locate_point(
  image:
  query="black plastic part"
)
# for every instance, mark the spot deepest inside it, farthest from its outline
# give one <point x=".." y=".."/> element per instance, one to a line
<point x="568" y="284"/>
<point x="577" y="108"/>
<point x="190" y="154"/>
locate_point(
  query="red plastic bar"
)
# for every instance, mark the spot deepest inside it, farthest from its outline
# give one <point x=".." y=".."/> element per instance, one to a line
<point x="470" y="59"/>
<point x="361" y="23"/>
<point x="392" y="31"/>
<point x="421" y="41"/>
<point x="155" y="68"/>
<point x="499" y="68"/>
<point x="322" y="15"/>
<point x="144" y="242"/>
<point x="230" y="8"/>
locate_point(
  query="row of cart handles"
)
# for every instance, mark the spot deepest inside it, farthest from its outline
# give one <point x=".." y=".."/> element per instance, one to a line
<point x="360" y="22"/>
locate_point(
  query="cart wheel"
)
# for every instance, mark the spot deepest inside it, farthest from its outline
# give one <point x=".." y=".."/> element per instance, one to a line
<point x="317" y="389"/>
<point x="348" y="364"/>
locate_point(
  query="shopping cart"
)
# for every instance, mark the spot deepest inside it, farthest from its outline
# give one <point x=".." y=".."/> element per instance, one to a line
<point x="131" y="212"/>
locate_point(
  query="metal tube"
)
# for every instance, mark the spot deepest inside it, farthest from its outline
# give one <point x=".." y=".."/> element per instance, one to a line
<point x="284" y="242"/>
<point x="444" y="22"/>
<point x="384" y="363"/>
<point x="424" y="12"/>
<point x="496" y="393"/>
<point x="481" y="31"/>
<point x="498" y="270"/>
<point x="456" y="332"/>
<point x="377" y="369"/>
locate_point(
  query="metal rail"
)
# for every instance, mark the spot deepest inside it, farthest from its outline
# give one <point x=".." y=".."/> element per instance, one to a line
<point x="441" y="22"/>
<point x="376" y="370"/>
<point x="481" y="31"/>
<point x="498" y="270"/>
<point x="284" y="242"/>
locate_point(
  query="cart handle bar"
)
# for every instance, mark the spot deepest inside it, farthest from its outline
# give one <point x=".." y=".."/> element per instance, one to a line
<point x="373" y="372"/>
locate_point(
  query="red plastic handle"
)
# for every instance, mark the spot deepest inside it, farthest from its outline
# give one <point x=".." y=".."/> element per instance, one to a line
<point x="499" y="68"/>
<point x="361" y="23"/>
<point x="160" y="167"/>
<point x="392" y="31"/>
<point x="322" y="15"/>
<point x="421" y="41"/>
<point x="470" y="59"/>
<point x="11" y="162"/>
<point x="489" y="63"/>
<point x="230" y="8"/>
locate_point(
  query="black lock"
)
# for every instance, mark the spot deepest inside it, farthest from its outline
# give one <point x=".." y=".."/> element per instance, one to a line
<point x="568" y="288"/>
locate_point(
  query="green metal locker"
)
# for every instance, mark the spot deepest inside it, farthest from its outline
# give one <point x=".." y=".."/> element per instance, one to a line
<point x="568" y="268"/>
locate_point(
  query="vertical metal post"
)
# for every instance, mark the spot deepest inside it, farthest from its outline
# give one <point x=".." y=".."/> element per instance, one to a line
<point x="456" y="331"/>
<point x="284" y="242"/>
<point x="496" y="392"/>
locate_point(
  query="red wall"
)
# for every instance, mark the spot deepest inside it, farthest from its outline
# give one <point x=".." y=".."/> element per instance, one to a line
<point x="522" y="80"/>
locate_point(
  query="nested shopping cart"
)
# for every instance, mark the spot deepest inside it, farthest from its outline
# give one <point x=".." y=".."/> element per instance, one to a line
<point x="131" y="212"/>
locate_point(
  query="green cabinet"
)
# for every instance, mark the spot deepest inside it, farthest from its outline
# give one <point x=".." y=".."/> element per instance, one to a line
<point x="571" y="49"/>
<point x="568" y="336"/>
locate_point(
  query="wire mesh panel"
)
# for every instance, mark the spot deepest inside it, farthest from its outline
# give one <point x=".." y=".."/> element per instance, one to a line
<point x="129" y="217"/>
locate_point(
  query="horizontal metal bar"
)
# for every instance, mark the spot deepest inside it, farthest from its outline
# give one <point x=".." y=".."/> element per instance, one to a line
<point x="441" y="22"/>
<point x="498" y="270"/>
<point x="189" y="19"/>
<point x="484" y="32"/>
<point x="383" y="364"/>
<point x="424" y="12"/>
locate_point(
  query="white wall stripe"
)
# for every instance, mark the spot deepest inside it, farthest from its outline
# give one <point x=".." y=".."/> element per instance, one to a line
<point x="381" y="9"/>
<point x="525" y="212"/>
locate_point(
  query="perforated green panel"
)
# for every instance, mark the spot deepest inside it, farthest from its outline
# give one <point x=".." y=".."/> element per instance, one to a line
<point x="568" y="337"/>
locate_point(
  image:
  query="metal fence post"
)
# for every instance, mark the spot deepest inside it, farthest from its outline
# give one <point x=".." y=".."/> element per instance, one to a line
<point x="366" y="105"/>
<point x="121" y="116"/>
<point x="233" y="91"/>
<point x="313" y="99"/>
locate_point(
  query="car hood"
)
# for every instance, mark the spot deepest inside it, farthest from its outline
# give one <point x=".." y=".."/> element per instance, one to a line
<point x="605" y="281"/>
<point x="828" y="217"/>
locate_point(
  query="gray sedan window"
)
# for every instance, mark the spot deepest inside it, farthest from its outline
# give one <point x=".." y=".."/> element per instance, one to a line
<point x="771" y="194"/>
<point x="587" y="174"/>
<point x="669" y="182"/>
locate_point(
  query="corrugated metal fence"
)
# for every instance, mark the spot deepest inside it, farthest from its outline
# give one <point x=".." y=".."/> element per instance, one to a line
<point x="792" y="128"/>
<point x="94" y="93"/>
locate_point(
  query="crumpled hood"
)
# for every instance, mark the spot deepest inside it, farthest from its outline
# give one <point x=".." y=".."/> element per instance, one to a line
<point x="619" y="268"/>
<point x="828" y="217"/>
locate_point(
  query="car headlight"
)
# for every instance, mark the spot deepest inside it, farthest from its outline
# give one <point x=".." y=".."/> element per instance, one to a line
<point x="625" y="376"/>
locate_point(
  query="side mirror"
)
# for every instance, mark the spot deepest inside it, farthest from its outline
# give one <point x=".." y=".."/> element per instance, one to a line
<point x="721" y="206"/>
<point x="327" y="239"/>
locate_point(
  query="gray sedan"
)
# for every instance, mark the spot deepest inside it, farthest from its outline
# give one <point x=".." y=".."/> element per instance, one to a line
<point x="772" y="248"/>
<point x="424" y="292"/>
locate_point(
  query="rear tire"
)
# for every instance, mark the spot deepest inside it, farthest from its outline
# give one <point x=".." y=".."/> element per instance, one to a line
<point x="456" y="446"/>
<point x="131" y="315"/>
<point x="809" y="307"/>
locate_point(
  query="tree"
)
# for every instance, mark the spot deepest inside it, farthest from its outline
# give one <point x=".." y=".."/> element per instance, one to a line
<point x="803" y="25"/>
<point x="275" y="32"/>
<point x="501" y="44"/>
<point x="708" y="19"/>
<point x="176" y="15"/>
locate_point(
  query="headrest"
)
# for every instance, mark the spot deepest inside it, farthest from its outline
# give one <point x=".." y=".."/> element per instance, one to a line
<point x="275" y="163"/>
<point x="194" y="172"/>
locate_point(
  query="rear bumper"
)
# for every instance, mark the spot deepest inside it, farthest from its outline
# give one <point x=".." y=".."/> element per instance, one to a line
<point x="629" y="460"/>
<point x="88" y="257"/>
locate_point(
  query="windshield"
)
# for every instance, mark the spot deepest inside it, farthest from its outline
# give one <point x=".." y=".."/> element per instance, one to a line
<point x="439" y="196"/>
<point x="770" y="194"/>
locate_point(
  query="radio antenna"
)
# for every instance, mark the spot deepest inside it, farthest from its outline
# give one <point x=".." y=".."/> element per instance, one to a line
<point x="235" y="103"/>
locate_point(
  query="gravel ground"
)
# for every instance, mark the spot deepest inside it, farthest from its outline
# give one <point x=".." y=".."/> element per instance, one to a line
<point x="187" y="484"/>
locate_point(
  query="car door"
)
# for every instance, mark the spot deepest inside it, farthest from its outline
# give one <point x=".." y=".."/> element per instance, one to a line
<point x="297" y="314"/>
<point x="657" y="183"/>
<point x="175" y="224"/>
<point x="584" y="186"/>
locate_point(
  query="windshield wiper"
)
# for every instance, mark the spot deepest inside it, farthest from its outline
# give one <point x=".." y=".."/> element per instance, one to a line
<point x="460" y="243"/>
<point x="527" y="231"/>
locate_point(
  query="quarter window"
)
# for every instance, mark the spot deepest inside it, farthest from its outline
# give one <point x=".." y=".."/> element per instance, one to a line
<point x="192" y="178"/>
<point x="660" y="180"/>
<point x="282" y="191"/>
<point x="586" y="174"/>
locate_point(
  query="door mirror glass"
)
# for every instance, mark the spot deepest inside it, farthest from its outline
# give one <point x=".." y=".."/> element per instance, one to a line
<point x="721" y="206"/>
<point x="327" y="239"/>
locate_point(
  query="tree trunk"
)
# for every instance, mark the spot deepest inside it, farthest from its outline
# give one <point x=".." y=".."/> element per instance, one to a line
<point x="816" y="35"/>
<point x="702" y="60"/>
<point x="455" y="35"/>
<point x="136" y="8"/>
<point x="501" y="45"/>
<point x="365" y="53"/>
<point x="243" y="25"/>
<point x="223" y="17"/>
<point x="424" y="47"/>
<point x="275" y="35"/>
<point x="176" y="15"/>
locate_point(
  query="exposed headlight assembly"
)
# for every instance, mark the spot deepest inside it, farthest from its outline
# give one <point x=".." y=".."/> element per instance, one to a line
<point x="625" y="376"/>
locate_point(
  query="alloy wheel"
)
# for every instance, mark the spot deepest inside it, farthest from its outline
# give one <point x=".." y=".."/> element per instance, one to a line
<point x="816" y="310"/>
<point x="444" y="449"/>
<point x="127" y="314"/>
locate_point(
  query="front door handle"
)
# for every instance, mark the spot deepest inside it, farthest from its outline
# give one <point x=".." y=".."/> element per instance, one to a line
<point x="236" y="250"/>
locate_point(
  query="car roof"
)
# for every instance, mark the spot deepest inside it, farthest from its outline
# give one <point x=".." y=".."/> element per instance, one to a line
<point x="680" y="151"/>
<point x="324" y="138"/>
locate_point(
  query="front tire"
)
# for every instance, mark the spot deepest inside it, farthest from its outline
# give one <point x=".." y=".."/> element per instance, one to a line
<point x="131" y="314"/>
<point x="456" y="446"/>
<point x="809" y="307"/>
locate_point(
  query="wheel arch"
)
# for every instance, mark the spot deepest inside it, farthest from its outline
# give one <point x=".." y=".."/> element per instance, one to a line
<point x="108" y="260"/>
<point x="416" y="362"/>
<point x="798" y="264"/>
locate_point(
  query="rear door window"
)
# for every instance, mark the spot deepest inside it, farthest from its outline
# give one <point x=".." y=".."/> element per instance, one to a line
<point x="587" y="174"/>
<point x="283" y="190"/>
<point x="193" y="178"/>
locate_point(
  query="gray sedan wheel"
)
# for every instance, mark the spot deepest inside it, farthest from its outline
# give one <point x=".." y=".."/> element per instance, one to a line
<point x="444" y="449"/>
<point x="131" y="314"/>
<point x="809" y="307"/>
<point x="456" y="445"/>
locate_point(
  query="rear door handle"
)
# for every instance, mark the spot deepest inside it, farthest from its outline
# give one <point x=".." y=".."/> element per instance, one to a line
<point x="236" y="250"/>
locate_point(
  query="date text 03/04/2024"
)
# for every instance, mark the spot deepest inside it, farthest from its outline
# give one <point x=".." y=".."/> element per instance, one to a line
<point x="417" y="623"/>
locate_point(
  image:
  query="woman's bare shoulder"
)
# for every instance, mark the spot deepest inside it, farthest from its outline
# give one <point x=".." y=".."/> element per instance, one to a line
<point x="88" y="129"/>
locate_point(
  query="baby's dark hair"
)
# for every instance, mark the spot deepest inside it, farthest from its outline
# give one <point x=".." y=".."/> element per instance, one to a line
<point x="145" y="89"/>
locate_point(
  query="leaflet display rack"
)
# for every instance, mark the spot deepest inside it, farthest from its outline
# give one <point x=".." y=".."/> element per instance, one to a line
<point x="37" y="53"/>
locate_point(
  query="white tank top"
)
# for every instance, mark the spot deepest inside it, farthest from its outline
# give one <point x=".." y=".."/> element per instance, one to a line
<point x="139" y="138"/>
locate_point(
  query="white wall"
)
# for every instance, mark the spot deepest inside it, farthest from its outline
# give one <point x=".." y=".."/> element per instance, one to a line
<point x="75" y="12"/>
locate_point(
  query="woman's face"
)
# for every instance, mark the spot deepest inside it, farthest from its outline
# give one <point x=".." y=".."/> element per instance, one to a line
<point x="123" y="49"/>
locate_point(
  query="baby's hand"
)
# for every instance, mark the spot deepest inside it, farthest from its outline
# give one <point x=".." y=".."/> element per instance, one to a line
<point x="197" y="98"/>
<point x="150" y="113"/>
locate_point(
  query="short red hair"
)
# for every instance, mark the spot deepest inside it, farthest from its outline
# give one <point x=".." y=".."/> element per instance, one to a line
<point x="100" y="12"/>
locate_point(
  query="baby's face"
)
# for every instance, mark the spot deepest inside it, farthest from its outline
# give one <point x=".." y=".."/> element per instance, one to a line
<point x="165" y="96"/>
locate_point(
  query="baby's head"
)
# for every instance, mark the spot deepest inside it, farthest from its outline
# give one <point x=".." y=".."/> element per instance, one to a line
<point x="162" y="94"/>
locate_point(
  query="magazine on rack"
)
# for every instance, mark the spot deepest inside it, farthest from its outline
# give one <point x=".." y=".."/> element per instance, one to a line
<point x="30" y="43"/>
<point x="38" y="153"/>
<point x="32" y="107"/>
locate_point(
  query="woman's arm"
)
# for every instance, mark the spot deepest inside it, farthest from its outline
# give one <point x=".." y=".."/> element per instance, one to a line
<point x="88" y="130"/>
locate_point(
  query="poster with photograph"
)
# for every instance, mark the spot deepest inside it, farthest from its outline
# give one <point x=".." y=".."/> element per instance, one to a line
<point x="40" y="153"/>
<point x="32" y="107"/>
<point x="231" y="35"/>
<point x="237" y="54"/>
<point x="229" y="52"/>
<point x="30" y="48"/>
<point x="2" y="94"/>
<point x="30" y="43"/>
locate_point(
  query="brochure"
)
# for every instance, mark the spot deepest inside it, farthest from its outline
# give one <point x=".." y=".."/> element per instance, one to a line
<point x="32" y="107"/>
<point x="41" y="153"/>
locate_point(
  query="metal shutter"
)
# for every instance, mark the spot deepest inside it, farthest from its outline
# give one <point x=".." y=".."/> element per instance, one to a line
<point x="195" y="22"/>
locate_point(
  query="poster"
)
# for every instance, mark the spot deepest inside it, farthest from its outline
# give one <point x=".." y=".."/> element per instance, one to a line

(Problem requirements) Go through the records above and copy every line with the word "headlight".

(Final answer)
  query="car headlight"
  query="exposed headlight assembly"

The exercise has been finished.